-- DOCUMENT TEXT follows --
Right now I'm using Mogile to store images (photos). This fits nicely with the one-record = one-file paradigm. But I have another dataset which is ~95 GB and growing, append-only; record size is typically 1 kB. If I store these directly as individual files on a large disk, I'm going to get killed by the block size in most filesystems.

(I presently have 6x 700 GB data drives/box times 4 boxes, using ext3, block/fragment size is 4096. So I'd waste 75% of my disk if I'm writing 1kB files.)

Tokyo Cabinet is an interesting suggestion. At first glance, it seems an interesting alternative to BerkeleyDB -- promising performance close to cdb . Tyrant looks like a straightforward network interface to a DB instance, too.
-- DOCUMENT TEXT concluded --
-- GIVEN DATA follows --
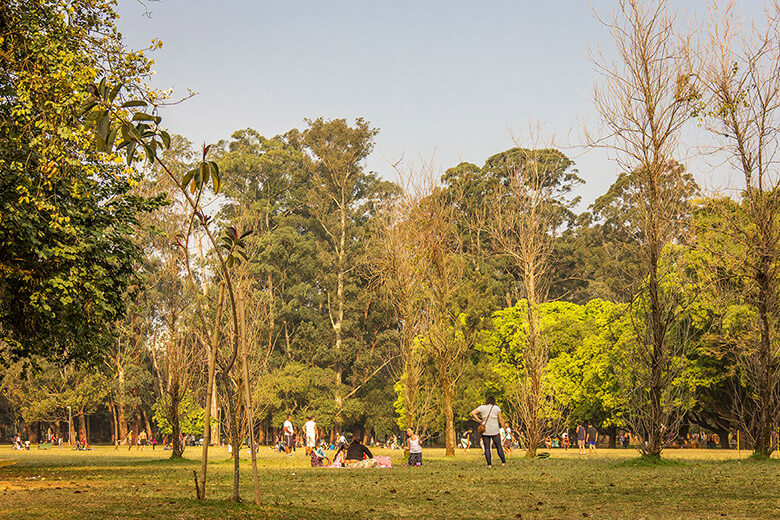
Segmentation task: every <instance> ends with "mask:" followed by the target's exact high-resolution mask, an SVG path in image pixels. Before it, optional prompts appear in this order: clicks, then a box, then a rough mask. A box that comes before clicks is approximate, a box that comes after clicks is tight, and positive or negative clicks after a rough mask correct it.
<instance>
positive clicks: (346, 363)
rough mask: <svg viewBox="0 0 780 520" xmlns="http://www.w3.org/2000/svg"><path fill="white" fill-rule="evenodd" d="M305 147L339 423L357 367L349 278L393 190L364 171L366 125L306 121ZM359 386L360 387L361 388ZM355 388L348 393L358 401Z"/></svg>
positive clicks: (382, 182)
-- GIVEN DATA concluded --
[TASK]
Continue the forum post on storing small records, starting right after its last sentence. The data is separate material with no connection to the post on storing small records.

[WRITTEN REPLY]
I'm sure it's possible to weave these together with tcerl and make a new persistent backend for Scalaris. But would it be a net win? I am not interested in forking Scalaris; I'd rather see the Scalaris folks express an interest in developing a persistent backend, and giving the nod to this as a potential solution.

To me, an open-source project is only useful if, three years after I've launched a system, there is still a community of people talking about that project and available to help support it. I want to launch a system, then hand it off to someone else for the maintenance phase. If the project doesn't have "legs", then I will the only person who can answer those support calls down the road, and I'd like to avoid that. :)